Problem to solve | Leave out the pictures and retype exactly the lines from the one with "Target: swan's white plumage" through the end of the records.

----- Input rows -----

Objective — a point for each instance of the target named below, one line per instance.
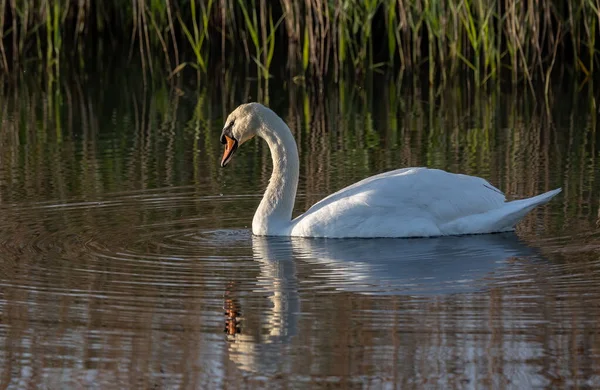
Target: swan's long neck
(274, 214)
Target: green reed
(485, 39)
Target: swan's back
(407, 202)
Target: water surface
(126, 259)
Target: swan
(407, 202)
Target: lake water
(126, 259)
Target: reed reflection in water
(126, 259)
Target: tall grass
(490, 40)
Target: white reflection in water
(440, 266)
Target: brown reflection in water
(119, 291)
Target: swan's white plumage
(408, 202)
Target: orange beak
(230, 147)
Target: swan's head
(241, 125)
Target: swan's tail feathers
(516, 210)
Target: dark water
(126, 259)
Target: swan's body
(408, 202)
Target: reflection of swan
(408, 202)
(278, 279)
(415, 266)
(386, 266)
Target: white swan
(408, 202)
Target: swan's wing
(418, 200)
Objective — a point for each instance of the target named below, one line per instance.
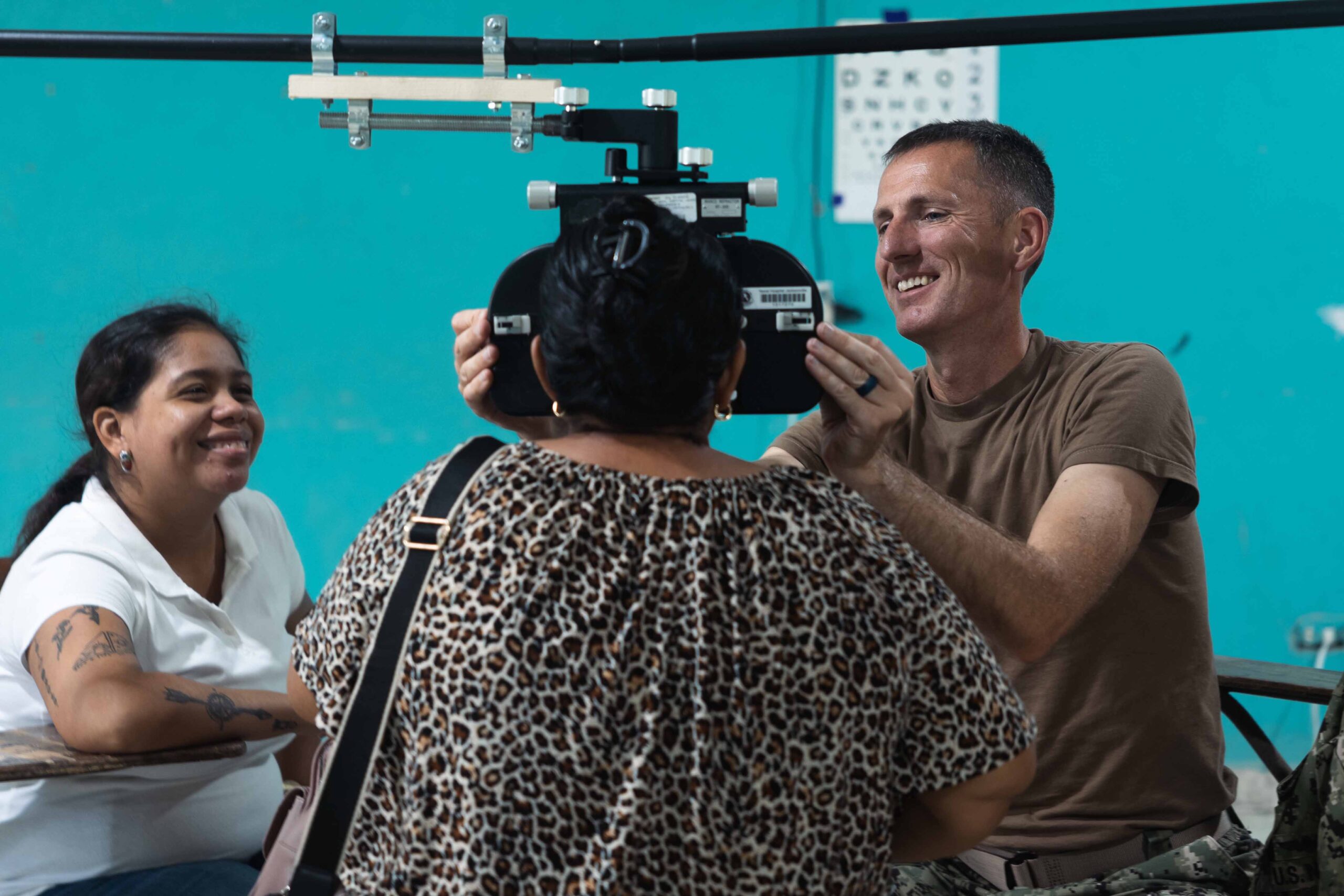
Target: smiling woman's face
(197, 426)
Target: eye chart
(882, 96)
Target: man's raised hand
(475, 358)
(855, 428)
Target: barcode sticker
(721, 207)
(680, 205)
(776, 297)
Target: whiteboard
(882, 96)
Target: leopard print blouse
(624, 684)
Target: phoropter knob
(655, 99)
(695, 156)
(764, 193)
(541, 194)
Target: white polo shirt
(57, 830)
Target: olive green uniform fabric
(1225, 867)
(1127, 703)
(1304, 855)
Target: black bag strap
(362, 730)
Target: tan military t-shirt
(1131, 734)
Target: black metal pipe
(731, 45)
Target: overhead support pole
(705, 47)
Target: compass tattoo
(219, 707)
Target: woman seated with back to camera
(644, 666)
(150, 608)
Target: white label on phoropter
(680, 205)
(776, 297)
(721, 207)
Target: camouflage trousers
(1202, 868)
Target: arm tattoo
(89, 610)
(107, 644)
(42, 673)
(219, 707)
(59, 638)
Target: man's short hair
(1011, 163)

-----

Result of this exercise |
Target: swan's white plumage
(408, 202)
Target: orange beak
(230, 147)
Target: swan's head
(241, 125)
Target: swan's tail feathers
(516, 210)
Target: dark water
(126, 259)
Target: swan's body
(408, 202)
Target: reflection of swan
(408, 202)
(278, 279)
(415, 266)
(386, 266)
Target: white swan
(408, 202)
Target: swan's wing
(418, 200)
Objective — a point for each instance of the target named below, one line per instance.
Target: smiling woman's face
(197, 426)
Target: eye chart
(882, 96)
Target: man's raised hand
(475, 358)
(855, 428)
Target: barcode sticker
(721, 207)
(680, 205)
(776, 297)
Target: whiteboard
(882, 96)
Target: leopard print blouse
(624, 684)
Target: phoropter knob
(655, 99)
(695, 156)
(764, 193)
(541, 194)
Target: white polo shirt
(57, 830)
Target: olive green uniform fabric
(1225, 867)
(1127, 703)
(1304, 855)
Target: black bag strap
(362, 730)
Target: tan military t-shirt
(1131, 734)
Target: black metal pipe
(731, 45)
Target: overhead support pole
(705, 47)
Target: compass tattoo
(219, 707)
Target: woman seated with back to camera
(644, 666)
(150, 608)
Target: white label on phoropter
(680, 205)
(776, 297)
(721, 207)
Target: camouflage trousers
(1202, 868)
Target: arm tattoo
(89, 610)
(107, 644)
(42, 673)
(219, 707)
(59, 638)
Target: man's short hair
(1011, 163)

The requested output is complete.